- [Extract]:
● ● ● ●
Thirteen deaths are thirteen too many, but the number is still low considering how many people were in the building when the shooting started. The information meeting about the explosion in Oslo was mandatory. Everyone was there to seek refuge from the rain and to recharge mobile phones. Hence the witnesses who survived the massacre at the cafeteria building heard a long-drawn-out cacophony of unsynchronized ringtones in the ensuing hours. The killer didn’t say anything about all the mobile phones being charged. He didn’t remember much from the cafeteria building except for someone pretending to be dead in the little hall, his head resting on the piano (which he thought was in the main hall), and that he had to reload. He also remembers that he was surprised because the youngsters didn’t run away but remained standing, sitting, or lying in clusters. “It looked very strange. I shot them all.”

The images from the cafeteria building displayed in the courtroom suggested that many youngsters were paralyzed. The press and the aggrieved families got to see the little hall and the main hall as they looked after the youngsters had been carried out, with red dots indicating their locations. They lay close together and partially on top of each other in the far corner against the wall. The meager consolation for the aggrieved families was the coroner’s oft repeated phrase, “Head injury resulting in instantaneous unconsciousness.” One would have thought that the shooting in the little hall would have scared away the boys and girls from the main hall, which is separated by a thin wall, but surviving witnesses said that it was impossible to discern where the shots were coming from. Nothing is mentioned of what the young people did before they were killed—whether they were paralyzed or trying to escape or hide—but some details emerged that gave an inkling of how terrified they must have been. One youngster was shot through the right wrist, probably because he had lifted his arm to shield his face.

The police superintendent testified on where the dead were found and what clothes they were wearing. The information on clothes tells a lot about what went on before, during, and after the killings. Most of the youngsters were wearing clothes one often uses to relax in or changes into after having been soaked: leisure wear, jogging pants, or jeans. Many were wearing gray hoodies with the AUF logo, which were especially popular among rookies. And, as the police superintendent often repeated, they were not wearing shoes. They were allowed to wear shoes inside the cafeteria building during lunch, but during the information meeting the ban came into effect again. Consequently one of the starkest images from the courtroom was a picture of the entrance to the cafeteria building carpeted with rubber boots, sneakers, and sandals. Hundreds of boys and girls ran out of the building in stockinged feet.

The defendant didn’t pay much attention to the words from the aggrieved families conveyed via their counsels: She was “engaged and positive.” He wasn’t “afraid to stand out.” Her favorite quote was “Before you judge me, try hard to love me.” She was “very much a daddy’s girl.” He had a “big heart.” She was “like the sun to us.” He was “a splash of color.” He was interested in “local politics and women.” The prosecutor and the judge were brought to tears. It is the most reasonable reaction to the autopsy reports and the words from the aggrieved families. The defendant followed with interest when the coroner was describing the entrance and exit wounds on the mannequin, but he was fairly quick to look down in his lap when photo portraits of the dead came up on the video screen.
● ● ● ●
- [Exercise task a]: Could you update the entries in the stretch from the line containing "trace white sign plaque" through the line containing "[[729, 237], [729, 275], [746, 274], [746, 231], [739, 230]]", replacing "instance" with "object" and keeping everything else unchanged, and return only those lines?

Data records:
● ● ● ●
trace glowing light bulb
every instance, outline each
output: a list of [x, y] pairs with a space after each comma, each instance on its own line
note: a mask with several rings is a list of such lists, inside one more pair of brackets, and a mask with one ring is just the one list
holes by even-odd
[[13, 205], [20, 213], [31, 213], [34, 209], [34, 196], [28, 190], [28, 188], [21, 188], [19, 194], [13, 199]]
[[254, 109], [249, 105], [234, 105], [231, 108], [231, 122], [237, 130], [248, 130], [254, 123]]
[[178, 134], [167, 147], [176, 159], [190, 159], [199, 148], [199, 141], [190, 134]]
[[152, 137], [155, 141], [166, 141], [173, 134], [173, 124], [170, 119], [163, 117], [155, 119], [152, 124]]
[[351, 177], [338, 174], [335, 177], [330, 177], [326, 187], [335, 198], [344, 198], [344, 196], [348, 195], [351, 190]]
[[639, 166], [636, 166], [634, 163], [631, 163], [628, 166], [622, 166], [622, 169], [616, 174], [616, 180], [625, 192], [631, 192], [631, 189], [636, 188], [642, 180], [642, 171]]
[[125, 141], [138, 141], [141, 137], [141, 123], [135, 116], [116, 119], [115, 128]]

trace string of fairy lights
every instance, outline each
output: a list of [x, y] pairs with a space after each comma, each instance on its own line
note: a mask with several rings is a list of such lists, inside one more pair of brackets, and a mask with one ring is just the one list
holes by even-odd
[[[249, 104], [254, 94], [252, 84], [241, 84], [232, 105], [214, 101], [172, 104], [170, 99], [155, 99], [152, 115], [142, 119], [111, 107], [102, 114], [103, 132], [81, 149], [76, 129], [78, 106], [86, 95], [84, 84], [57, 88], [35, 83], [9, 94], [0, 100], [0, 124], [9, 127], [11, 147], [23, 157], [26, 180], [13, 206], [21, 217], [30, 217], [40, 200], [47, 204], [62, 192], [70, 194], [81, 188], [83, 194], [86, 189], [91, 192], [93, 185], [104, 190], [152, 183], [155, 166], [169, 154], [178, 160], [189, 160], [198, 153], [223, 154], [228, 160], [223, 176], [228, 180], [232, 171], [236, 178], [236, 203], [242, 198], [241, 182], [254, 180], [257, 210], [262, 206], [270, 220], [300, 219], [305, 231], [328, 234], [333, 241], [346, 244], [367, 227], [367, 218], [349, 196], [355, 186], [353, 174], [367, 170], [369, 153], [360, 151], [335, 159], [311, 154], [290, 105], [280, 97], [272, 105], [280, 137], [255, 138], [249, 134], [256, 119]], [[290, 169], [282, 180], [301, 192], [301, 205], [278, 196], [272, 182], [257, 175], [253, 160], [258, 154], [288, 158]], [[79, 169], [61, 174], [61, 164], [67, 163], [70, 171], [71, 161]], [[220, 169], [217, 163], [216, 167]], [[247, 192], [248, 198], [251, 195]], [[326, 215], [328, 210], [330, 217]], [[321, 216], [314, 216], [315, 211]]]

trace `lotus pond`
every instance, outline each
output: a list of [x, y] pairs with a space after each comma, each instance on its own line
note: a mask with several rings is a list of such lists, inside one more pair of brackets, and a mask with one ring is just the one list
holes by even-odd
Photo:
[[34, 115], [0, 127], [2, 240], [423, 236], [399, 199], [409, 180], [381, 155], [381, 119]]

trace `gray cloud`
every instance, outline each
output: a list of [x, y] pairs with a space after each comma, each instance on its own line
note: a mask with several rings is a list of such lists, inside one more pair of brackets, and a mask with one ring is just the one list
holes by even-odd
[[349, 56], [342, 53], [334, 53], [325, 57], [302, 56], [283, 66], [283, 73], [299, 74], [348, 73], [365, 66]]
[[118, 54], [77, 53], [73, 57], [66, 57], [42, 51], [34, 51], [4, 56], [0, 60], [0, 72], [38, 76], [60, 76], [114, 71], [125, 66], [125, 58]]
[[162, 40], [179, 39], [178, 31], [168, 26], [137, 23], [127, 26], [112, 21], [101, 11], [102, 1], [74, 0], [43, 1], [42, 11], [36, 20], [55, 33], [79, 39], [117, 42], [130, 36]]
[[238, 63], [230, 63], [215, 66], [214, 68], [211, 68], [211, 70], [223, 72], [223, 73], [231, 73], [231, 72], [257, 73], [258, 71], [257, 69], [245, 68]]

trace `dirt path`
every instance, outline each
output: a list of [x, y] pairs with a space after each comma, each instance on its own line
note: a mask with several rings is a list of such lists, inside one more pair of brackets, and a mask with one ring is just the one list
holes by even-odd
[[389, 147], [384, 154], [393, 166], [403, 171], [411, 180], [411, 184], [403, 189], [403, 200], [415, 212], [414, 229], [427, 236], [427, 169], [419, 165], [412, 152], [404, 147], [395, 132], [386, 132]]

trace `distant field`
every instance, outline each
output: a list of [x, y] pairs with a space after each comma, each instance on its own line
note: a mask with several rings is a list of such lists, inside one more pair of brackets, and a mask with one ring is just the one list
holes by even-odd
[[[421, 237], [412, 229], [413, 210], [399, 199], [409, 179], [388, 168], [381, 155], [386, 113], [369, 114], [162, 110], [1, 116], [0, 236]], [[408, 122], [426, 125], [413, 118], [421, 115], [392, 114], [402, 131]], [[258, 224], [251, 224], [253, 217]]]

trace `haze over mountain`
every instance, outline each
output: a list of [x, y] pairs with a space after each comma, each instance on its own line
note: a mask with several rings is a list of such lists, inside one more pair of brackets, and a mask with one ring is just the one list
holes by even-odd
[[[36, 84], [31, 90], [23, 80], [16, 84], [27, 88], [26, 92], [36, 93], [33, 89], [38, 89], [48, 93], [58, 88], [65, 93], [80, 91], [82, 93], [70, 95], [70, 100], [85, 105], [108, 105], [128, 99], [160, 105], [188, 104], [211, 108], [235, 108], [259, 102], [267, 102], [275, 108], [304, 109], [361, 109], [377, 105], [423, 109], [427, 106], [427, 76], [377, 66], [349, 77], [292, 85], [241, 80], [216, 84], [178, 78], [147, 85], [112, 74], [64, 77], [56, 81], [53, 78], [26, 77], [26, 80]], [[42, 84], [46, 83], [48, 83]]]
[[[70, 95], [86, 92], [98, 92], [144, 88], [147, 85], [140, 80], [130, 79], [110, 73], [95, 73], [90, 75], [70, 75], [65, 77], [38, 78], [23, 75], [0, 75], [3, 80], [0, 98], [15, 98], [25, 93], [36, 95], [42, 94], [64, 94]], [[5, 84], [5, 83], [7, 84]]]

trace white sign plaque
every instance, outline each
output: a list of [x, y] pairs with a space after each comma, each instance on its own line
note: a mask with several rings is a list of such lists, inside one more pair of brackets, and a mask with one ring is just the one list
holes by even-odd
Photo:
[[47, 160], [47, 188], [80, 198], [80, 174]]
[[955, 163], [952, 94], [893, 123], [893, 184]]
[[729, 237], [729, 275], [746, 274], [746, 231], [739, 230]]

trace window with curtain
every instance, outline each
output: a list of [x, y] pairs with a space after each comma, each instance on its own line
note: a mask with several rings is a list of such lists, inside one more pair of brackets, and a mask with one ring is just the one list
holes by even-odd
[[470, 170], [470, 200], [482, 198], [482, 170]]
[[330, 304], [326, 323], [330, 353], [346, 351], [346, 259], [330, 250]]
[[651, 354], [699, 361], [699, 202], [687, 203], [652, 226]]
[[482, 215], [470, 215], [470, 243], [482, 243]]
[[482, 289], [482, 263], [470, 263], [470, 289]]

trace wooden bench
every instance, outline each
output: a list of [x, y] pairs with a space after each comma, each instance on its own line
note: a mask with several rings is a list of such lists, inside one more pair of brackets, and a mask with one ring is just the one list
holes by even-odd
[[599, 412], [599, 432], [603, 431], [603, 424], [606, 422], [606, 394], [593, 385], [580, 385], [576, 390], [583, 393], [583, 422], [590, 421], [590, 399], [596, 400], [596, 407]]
● ● ● ●
- [Exercise task b]: Which kinds of footwear does the passage about the trial say carpeted the entrance to the cafeteria building?

- [Task answer a]:
trace white sign plaque
every object, outline each
output: a list of [x, y] pairs with a space after each comma, each object on its own line
note: a mask with several rings is a list of such lists, inside one more pair of brackets, and a mask with one ring is just the one list
holes by even-odd
Photo:
[[47, 160], [47, 188], [80, 198], [80, 174]]
[[955, 163], [952, 94], [893, 123], [893, 184]]
[[729, 237], [729, 275], [746, 274], [746, 231], [739, 230]]

- [Task answer b]: Rubber boots, sneakers, and sandals.